| Your task |
Pick out all lines of the entries that include the word "vase" and copy them.

| Excerpted records |
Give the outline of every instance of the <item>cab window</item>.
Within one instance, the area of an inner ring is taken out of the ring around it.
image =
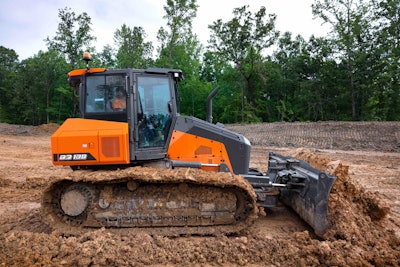
[[[118,112],[126,109],[124,75],[94,75],[86,78],[85,112]]]

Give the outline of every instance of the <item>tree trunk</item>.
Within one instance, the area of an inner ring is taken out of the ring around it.
[[[354,88],[353,66],[351,63],[349,63],[349,80],[350,80],[350,92],[351,92],[351,119],[353,121],[356,121],[357,120],[356,92]]]

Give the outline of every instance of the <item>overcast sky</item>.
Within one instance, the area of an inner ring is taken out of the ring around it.
[[[193,32],[202,44],[210,36],[208,25],[217,19],[232,19],[236,7],[249,5],[254,13],[265,6],[267,14],[277,15],[276,28],[300,34],[308,39],[312,34],[323,36],[327,26],[320,19],[313,19],[313,0],[197,0],[197,17]],[[92,35],[97,37],[97,51],[106,44],[114,46],[113,36],[122,24],[141,26],[156,48],[157,31],[166,25],[163,19],[166,0],[0,0],[0,46],[14,49],[19,60],[32,57],[39,50],[46,51],[43,41],[54,37],[60,22],[58,10],[70,7],[76,14],[86,12],[92,19]]]

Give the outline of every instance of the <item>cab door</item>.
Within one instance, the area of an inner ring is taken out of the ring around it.
[[[134,149],[136,160],[165,157],[175,105],[171,74],[136,73],[134,79]]]

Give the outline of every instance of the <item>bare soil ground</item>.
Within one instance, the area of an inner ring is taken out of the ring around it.
[[[0,266],[400,266],[399,122],[226,126],[252,142],[253,167],[265,170],[274,151],[337,176],[322,238],[284,206],[235,236],[52,230],[40,198],[71,172],[51,164],[56,128],[0,123]]]

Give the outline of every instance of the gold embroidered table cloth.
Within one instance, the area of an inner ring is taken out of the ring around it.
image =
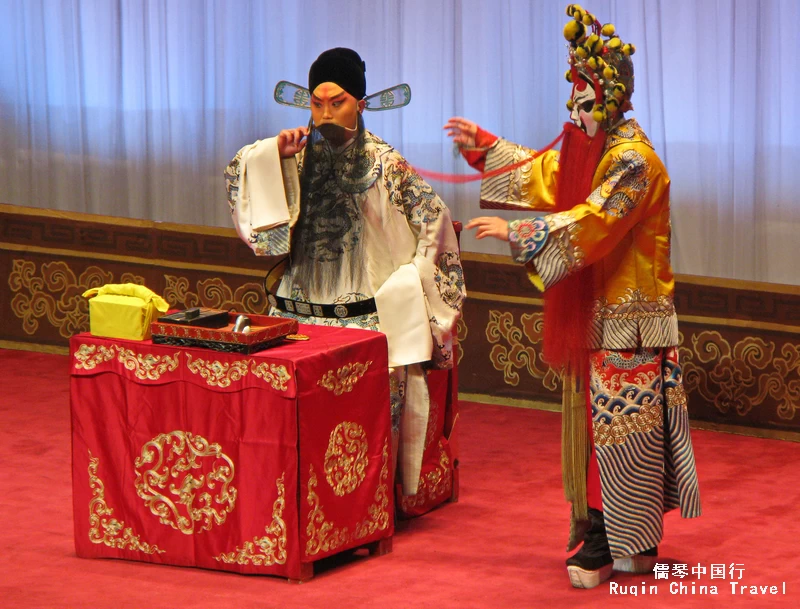
[[[390,547],[386,338],[300,333],[251,355],[72,337],[78,556],[303,580]]]

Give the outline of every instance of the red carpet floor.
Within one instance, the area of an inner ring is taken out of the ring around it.
[[[459,422],[459,502],[400,523],[389,555],[335,557],[301,585],[79,559],[72,538],[68,358],[0,350],[0,366],[6,376],[0,392],[2,608],[800,607],[800,445],[693,434],[705,513],[695,520],[667,515],[660,560],[709,571],[712,564],[737,565],[736,594],[727,572],[725,579],[707,573],[699,581],[615,576],[620,590],[631,586],[637,597],[613,594],[608,584],[573,590],[563,566],[568,508],[559,474],[559,415],[469,403],[462,404]],[[700,594],[700,585],[717,586],[718,594]],[[742,595],[741,585],[748,592],[777,586],[780,594]]]

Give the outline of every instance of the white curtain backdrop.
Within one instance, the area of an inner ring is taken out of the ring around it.
[[[411,85],[411,105],[368,113],[369,129],[413,165],[471,172],[448,117],[531,147],[568,119],[566,4],[0,0],[0,202],[230,226],[227,161],[307,122],[273,88],[306,84],[334,46],[362,55],[369,92]],[[676,271],[800,284],[800,2],[584,5],[637,45],[634,116],[672,178]],[[433,186],[456,219],[481,213],[476,184]]]

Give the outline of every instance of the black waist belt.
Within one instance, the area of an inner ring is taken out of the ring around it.
[[[299,300],[281,298],[280,296],[275,296],[275,294],[270,294],[268,300],[269,304],[281,311],[294,313],[295,315],[313,315],[314,317],[341,319],[343,317],[358,317],[359,315],[367,315],[377,311],[374,298],[341,304],[314,304],[313,302],[300,302]]]

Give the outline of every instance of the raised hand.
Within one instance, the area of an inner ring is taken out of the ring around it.
[[[508,220],[497,216],[481,216],[473,218],[467,223],[467,229],[476,228],[475,238],[494,237],[501,241],[508,241]]]
[[[448,137],[453,138],[453,142],[459,146],[475,147],[475,135],[478,133],[477,123],[460,116],[454,116],[447,121],[443,128],[447,130]]]
[[[278,154],[282,159],[296,155],[306,147],[308,127],[284,129],[278,134]]]

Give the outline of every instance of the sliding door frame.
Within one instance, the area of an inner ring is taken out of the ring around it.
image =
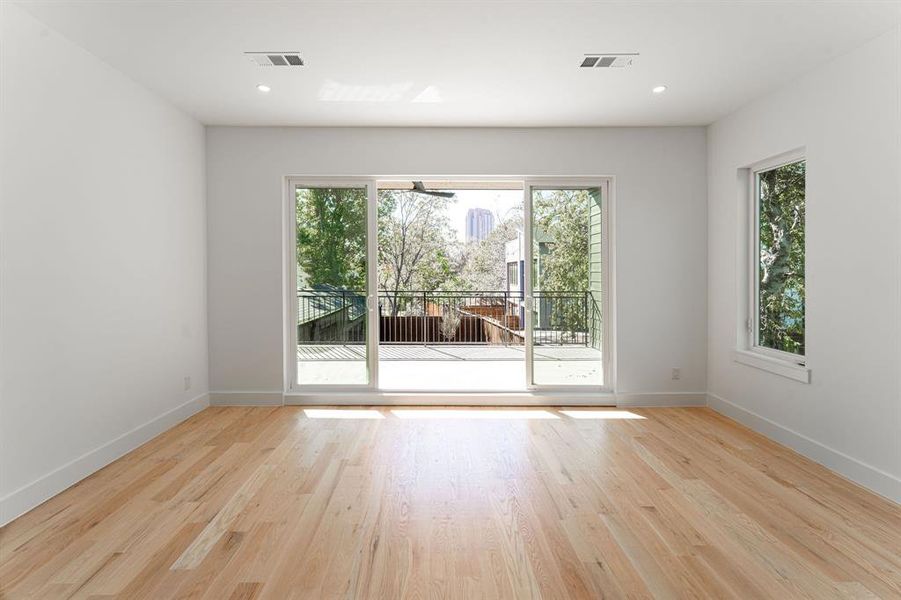
[[[548,385],[535,383],[534,344],[534,298],[532,267],[534,264],[532,190],[582,190],[597,188],[601,193],[601,385]],[[526,338],[526,387],[536,392],[587,392],[610,393],[615,389],[614,373],[614,324],[613,302],[613,227],[610,226],[613,212],[612,177],[528,177],[523,181],[523,245],[525,246],[525,267],[523,268],[523,290],[525,304]]]
[[[365,188],[366,189],[366,371],[367,383],[313,384],[297,383],[297,200],[298,189]],[[378,389],[378,215],[376,180],[370,177],[286,177],[282,260],[284,262],[285,321],[285,393],[304,392],[372,392]]]
[[[602,197],[602,369],[604,374],[603,385],[568,385],[548,386],[534,385],[532,383],[532,311],[526,312],[526,381],[524,390],[511,390],[509,392],[495,391],[434,391],[434,390],[405,390],[404,392],[391,392],[379,389],[378,382],[378,346],[379,346],[379,319],[378,319],[378,183],[382,181],[460,181],[460,182],[515,182],[522,185],[523,189],[523,245],[525,246],[526,267],[523,277],[524,302],[531,303],[531,278],[532,278],[532,187],[548,188],[558,186],[562,188],[590,188],[601,189]],[[369,382],[367,384],[349,385],[298,385],[297,384],[297,290],[296,290],[296,189],[305,187],[366,187],[367,190],[367,223],[366,223],[366,302],[367,302],[367,370]],[[370,175],[370,176],[289,176],[284,179],[284,230],[283,230],[283,286],[285,293],[284,326],[287,334],[284,335],[284,389],[287,404],[306,404],[309,402],[322,402],[332,399],[339,404],[397,404],[403,403],[403,398],[416,396],[417,403],[428,402],[428,398],[434,397],[438,403],[462,402],[497,404],[499,400],[507,398],[522,404],[553,404],[555,401],[568,400],[571,404],[609,404],[604,402],[603,395],[612,395],[615,387],[615,261],[614,261],[614,178],[607,175],[598,176],[525,176],[525,175]],[[602,394],[598,396],[597,394]],[[401,400],[398,400],[400,398]],[[555,400],[555,398],[557,400]]]

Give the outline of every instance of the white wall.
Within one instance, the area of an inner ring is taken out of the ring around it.
[[[703,393],[705,157],[702,128],[210,127],[211,390],[283,389],[284,176],[604,174],[616,177],[617,391]]]
[[[708,130],[710,403],[901,500],[901,34]],[[737,170],[807,147],[805,385],[733,362]]]
[[[208,386],[203,127],[0,7],[3,523]]]

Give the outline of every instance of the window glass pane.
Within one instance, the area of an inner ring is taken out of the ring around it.
[[[757,345],[804,355],[806,163],[757,173]]]
[[[532,190],[532,383],[603,385],[601,190]]]
[[[366,188],[297,188],[297,383],[365,384]]]

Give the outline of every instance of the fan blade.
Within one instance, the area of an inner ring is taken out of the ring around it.
[[[427,196],[436,196],[438,198],[454,198],[457,194],[454,192],[439,192],[437,190],[427,190],[421,181],[413,182],[413,191],[418,194],[425,194]]]

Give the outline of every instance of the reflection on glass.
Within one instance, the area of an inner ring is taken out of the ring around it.
[[[297,383],[369,381],[366,188],[297,188]]]
[[[532,190],[532,383],[603,385],[600,188]]]

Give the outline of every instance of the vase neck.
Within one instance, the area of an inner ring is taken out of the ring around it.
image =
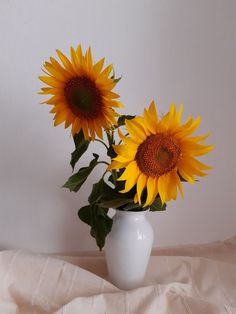
[[[142,220],[146,218],[146,213],[148,210],[145,211],[125,211],[125,210],[115,210],[116,217],[124,218],[124,219],[135,219],[135,220]]]

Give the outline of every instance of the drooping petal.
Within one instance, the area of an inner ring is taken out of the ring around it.
[[[151,205],[158,194],[157,178],[149,177],[147,179],[147,199],[144,207]]]
[[[167,195],[168,195],[166,175],[163,175],[158,178],[157,187],[158,187],[158,192],[161,198],[161,202],[162,204],[164,204],[167,201]]]
[[[138,195],[138,202],[141,204],[141,196],[144,188],[147,184],[147,176],[143,173],[140,174],[138,181],[137,181],[137,195]]]
[[[136,161],[131,162],[125,169],[122,176],[118,179],[119,181],[125,180],[125,188],[124,190],[120,191],[120,193],[127,193],[129,192],[134,185],[137,183],[137,179],[140,175],[138,170]]]

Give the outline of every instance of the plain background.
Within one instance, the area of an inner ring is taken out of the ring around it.
[[[212,133],[215,150],[202,160],[214,170],[185,184],[184,200],[149,214],[154,246],[236,234],[235,0],[0,0],[0,248],[96,249],[77,211],[102,168],[79,193],[61,189],[72,138],[53,127],[37,94],[43,62],[78,43],[122,75],[120,113],[141,114],[152,99],[164,113],[174,101],[184,104],[184,120],[202,116],[199,133]]]

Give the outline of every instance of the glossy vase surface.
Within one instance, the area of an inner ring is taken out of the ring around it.
[[[153,229],[147,211],[116,210],[105,255],[110,281],[130,290],[142,285],[153,244]]]

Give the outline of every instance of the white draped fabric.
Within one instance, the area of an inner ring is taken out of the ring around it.
[[[0,252],[1,314],[236,314],[236,237],[154,249],[145,282],[109,283],[103,254]]]

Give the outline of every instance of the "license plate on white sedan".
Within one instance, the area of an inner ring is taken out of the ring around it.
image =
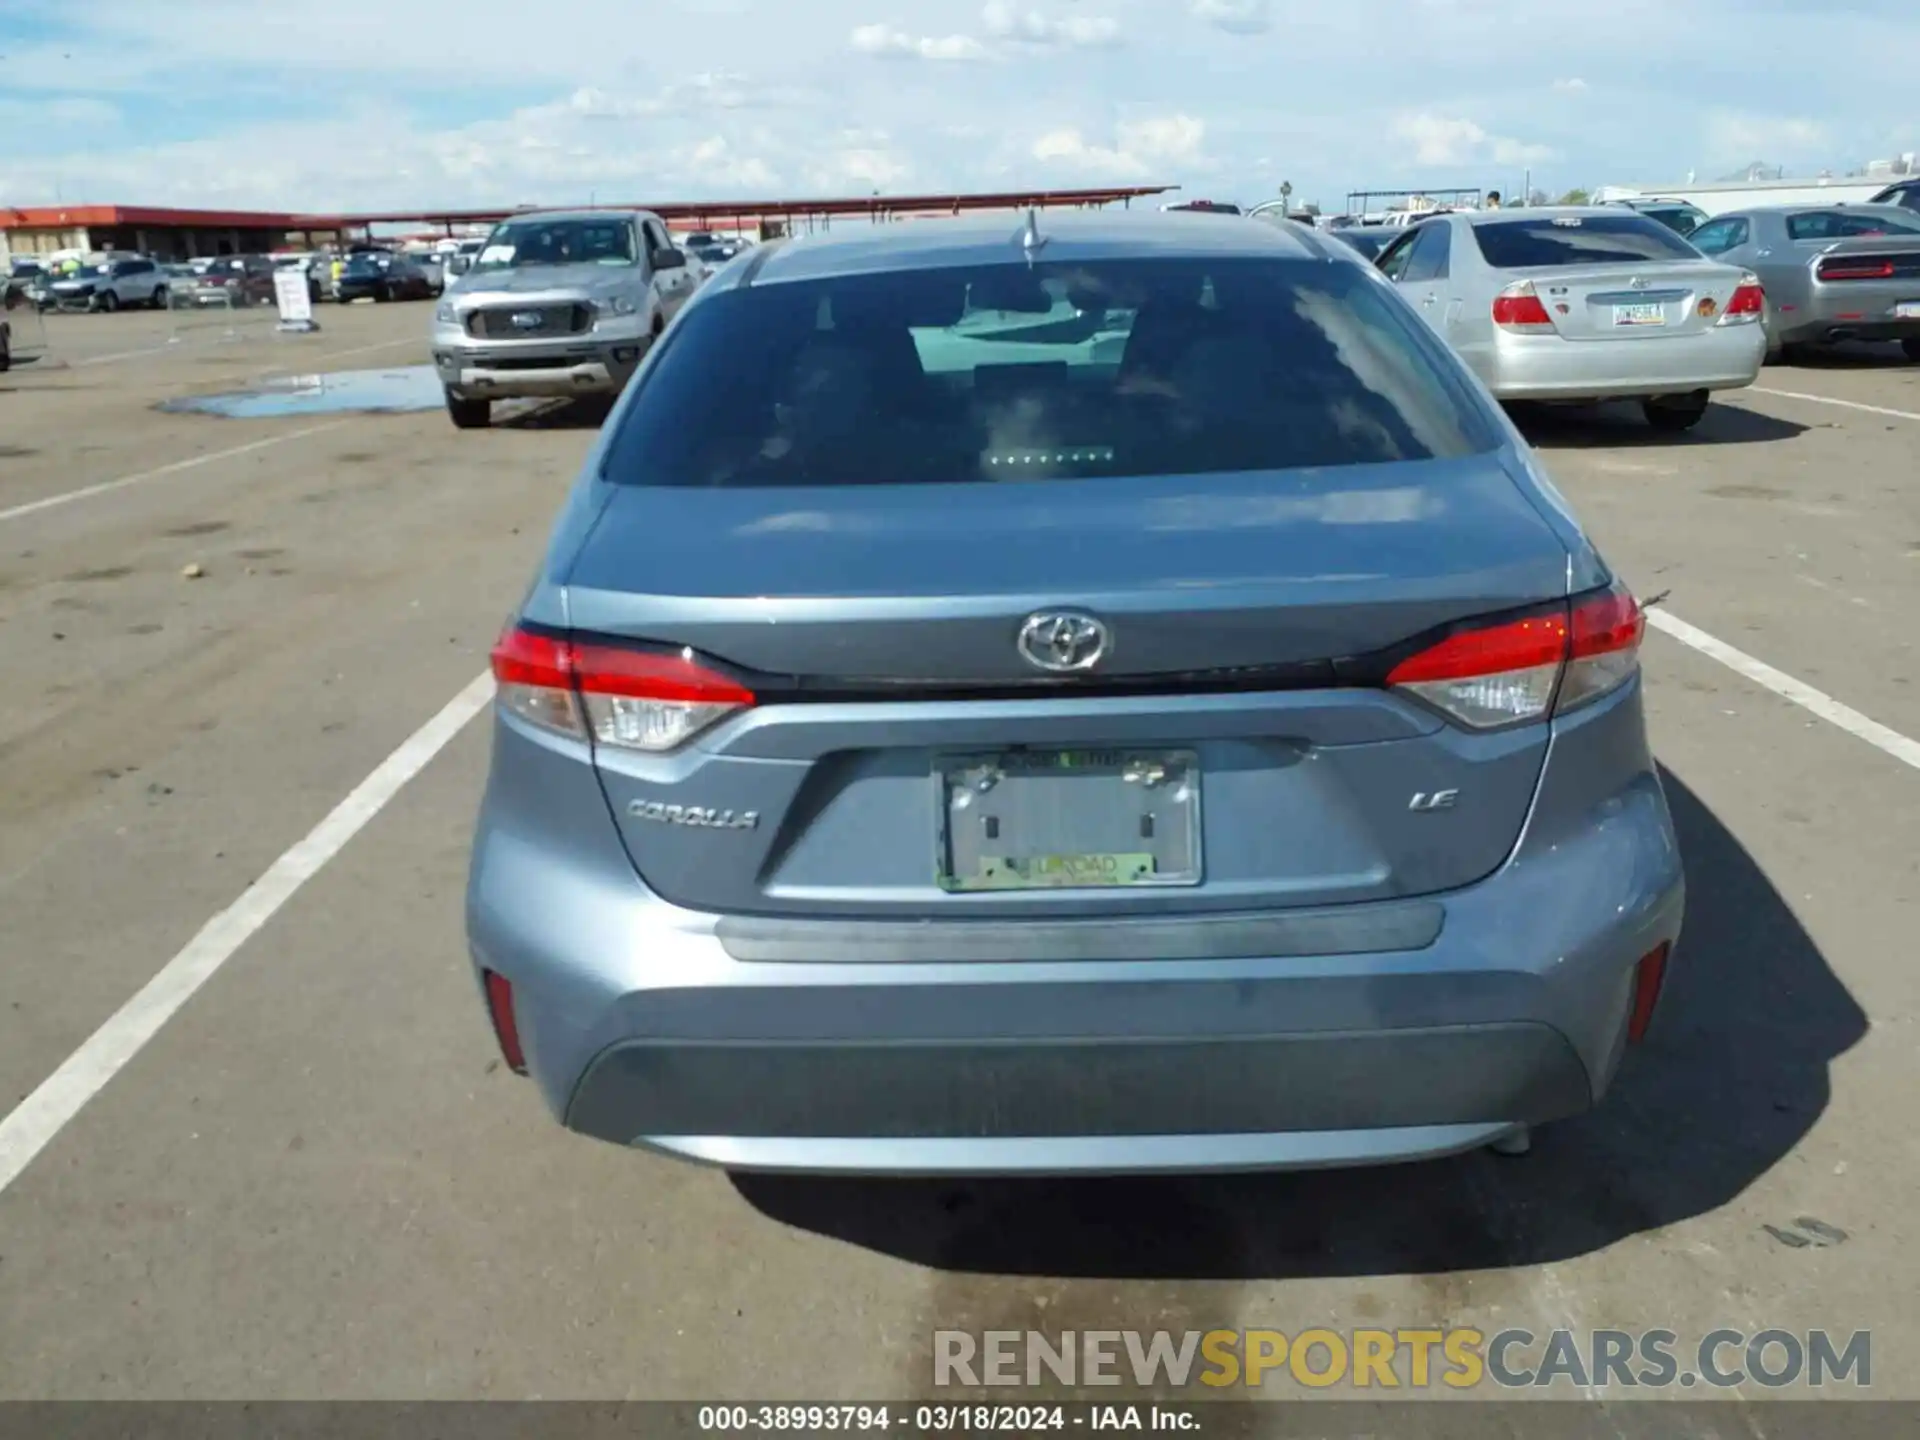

| Output for this task |
Give the outline of every instance of the vase neck.
Give the outline of every instance of the glossy vase surface.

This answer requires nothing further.